Description of the task ▸ Write out the entries below once more, exactly.

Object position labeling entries
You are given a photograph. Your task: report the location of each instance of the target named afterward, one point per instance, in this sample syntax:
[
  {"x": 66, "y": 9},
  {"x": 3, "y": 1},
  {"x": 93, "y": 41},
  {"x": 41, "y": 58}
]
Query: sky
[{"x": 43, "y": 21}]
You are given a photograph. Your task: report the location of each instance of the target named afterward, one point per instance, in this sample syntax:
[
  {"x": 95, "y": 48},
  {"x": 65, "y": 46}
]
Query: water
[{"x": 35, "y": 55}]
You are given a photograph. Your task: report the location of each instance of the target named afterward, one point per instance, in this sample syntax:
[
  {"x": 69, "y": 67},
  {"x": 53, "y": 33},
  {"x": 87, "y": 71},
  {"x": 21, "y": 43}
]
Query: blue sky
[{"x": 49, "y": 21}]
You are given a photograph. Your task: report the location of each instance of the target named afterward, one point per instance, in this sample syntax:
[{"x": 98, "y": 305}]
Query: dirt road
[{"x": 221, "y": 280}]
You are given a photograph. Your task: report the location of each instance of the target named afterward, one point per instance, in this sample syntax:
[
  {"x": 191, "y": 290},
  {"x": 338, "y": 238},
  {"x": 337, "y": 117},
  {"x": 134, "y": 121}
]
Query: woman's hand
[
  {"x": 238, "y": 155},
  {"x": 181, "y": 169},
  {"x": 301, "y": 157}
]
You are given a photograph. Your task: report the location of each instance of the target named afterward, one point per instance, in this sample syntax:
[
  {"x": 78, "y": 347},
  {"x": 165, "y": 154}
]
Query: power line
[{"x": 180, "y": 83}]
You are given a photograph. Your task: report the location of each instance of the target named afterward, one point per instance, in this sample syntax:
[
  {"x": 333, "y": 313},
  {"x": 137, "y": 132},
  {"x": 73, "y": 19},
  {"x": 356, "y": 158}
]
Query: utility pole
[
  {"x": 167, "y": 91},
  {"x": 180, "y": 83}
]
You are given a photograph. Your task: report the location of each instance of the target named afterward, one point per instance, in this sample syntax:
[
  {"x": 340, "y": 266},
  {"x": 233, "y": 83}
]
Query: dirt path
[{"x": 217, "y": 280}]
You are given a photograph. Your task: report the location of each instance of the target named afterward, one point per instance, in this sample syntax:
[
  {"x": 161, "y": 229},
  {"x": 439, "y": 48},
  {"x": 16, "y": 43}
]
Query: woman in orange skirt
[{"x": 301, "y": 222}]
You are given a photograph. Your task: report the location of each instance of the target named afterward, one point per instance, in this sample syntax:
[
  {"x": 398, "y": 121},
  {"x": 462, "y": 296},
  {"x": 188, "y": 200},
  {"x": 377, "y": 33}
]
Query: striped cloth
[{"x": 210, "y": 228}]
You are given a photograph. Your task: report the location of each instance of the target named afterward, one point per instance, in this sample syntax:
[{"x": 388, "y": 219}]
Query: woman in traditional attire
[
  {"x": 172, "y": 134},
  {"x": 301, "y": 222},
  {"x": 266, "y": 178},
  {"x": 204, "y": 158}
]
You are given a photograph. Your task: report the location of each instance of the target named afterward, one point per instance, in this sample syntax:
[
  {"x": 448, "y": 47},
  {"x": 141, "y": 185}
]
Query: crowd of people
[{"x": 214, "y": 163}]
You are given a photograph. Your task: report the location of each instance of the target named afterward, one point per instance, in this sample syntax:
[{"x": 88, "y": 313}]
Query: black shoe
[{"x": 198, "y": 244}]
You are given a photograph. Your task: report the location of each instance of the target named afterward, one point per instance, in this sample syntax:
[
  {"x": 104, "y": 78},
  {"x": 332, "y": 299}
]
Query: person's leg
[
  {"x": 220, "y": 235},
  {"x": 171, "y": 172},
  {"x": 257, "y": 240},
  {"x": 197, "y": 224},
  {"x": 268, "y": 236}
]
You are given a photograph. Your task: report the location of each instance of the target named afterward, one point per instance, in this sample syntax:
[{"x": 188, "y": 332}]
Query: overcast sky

Output for this task ▸
You are given a photograph. Your task: report the location of each instance of the target named afterward, one point per instance, in this sample syntax:
[
  {"x": 66, "y": 9},
  {"x": 3, "y": 1},
  {"x": 93, "y": 41},
  {"x": 41, "y": 58}
]
Query: sky
[{"x": 43, "y": 21}]
You are given a photograph. Your task: report the location of each instance of the target named afterward, one point per instance, in this sample syntax:
[
  {"x": 95, "y": 48},
  {"x": 65, "y": 46}
]
Query: water
[{"x": 35, "y": 55}]
You are given a photograph. Your task: report the location of each instance of the target named afterward, one point per instance, in this sample syntax:
[
  {"x": 69, "y": 67},
  {"x": 53, "y": 33},
  {"x": 87, "y": 71},
  {"x": 21, "y": 43}
]
Query: blue sky
[{"x": 49, "y": 21}]
You are given a photograph. Your task: report the location of each instance of the target named afterward, one point per instance, in this sample syntax:
[{"x": 98, "y": 305}]
Query: dirt road
[{"x": 221, "y": 280}]
You are given a photograph. Your task: report the location of each instance of the target named afterward, one point per instance, in this sample syntax:
[
  {"x": 191, "y": 290},
  {"x": 338, "y": 238},
  {"x": 337, "y": 117},
  {"x": 134, "y": 121}
]
Query: woman's hand
[
  {"x": 238, "y": 155},
  {"x": 181, "y": 169},
  {"x": 301, "y": 157}
]
You are given a photograph. Your task: report the location of each instance of the target named afterward, one point per instance, in this sample syntax:
[
  {"x": 78, "y": 347},
  {"x": 165, "y": 154}
]
Query: power line
[{"x": 180, "y": 83}]
You are given a photograph. Your task: report the location of each instance of the target named afterward, one point per instance, in this sample syntax:
[
  {"x": 333, "y": 313},
  {"x": 137, "y": 132},
  {"x": 73, "y": 19},
  {"x": 356, "y": 158}
]
Query: utility pole
[
  {"x": 167, "y": 91},
  {"x": 180, "y": 83}
]
You are given a photograph. Your task: report the location of each instance of the target named afterward, one point per instance, in this sample syntax:
[
  {"x": 340, "y": 266},
  {"x": 233, "y": 83}
]
Query: dirt path
[{"x": 217, "y": 280}]
You are given a photograph. Your task: report the location of each instance of the target named afterward, one point per instance, in this sample syntax:
[
  {"x": 161, "y": 229},
  {"x": 439, "y": 48},
  {"x": 16, "y": 43}
]
Query: woman in orange skirt
[{"x": 301, "y": 222}]
You are given a photograph. Your task: report the location of each instance of the target named afterward, one point per instance, in this sample syntax:
[
  {"x": 398, "y": 121},
  {"x": 462, "y": 296},
  {"x": 188, "y": 200},
  {"x": 377, "y": 33}
]
Query: striped cloth
[{"x": 210, "y": 228}]
You are given a photograph. Your task: report the location of each instance of the target named afterward, one point per instance, in this sample syntax:
[{"x": 388, "y": 219}]
Query: woman in traditional attire
[
  {"x": 172, "y": 134},
  {"x": 301, "y": 222},
  {"x": 266, "y": 178},
  {"x": 204, "y": 158}
]
You are given a photograph. Your task: report the location of each instance of the target named afterward, one point per instance, in this sample syntax:
[
  {"x": 448, "y": 47},
  {"x": 141, "y": 185}
]
Query: crowd of people
[{"x": 214, "y": 163}]
You are given a photograph. Your task: report the location of each instance of the target named afterward, one point per instance, in this sample syntax:
[{"x": 88, "y": 313}]
Query: black shoe
[{"x": 198, "y": 244}]
You are given a photograph. Your task: report the location of each instance of the target named afterward, one point per instance, in this sample syntax:
[
  {"x": 104, "y": 78},
  {"x": 332, "y": 299}
]
Query: person's leg
[
  {"x": 220, "y": 235},
  {"x": 171, "y": 172},
  {"x": 257, "y": 240},
  {"x": 197, "y": 224},
  {"x": 268, "y": 236}
]
You are given a photograph. Your task: report the location of each instance of the target named afterward, one point per instance, in this sample syntax:
[{"x": 188, "y": 332}]
Query: overcast sky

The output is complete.